Set problem - Pull out every line of the records that contains the string "exposed", copying each such line in full. Case counts.

"""

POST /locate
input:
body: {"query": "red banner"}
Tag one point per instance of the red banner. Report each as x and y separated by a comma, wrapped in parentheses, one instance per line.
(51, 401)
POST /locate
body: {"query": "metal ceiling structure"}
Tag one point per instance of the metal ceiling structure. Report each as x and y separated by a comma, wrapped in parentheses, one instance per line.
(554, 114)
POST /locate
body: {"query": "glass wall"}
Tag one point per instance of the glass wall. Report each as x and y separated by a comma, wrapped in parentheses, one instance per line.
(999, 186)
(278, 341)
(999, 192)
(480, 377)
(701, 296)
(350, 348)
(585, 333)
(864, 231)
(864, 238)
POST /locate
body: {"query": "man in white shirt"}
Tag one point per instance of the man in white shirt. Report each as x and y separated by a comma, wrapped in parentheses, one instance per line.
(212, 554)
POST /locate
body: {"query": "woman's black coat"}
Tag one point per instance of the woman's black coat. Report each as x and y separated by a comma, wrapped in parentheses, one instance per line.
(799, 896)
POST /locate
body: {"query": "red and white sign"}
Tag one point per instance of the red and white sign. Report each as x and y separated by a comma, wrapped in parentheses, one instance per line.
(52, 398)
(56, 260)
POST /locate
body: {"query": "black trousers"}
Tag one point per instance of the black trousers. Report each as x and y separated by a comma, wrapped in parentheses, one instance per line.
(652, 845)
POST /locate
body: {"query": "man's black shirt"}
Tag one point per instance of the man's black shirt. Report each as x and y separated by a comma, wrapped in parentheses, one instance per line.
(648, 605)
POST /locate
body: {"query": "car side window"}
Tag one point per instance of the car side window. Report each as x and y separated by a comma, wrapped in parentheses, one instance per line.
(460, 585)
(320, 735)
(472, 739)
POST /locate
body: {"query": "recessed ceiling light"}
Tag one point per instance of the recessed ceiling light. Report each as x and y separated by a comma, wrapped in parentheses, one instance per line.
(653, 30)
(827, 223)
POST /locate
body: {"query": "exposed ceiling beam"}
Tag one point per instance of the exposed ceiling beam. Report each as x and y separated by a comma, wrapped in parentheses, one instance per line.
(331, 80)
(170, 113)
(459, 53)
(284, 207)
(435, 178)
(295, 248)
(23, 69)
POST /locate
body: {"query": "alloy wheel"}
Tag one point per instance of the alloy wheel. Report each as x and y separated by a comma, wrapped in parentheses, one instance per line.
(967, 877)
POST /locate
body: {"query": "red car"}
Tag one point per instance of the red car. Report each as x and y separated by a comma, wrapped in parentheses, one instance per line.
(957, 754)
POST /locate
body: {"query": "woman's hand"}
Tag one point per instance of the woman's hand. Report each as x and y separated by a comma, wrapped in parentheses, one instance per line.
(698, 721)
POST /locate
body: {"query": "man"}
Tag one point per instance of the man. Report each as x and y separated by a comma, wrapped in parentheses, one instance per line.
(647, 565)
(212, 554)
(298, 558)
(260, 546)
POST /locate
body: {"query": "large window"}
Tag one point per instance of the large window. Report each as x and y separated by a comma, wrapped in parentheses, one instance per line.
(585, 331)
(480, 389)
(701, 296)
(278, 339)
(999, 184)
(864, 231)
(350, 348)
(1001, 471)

"""

In response -
body: {"query": "exposed ceiling beam"}
Tag one point per instance of the exposed ceiling beam. Report each as x and y separated by a comma, wrapped in parentheses, one instance per line.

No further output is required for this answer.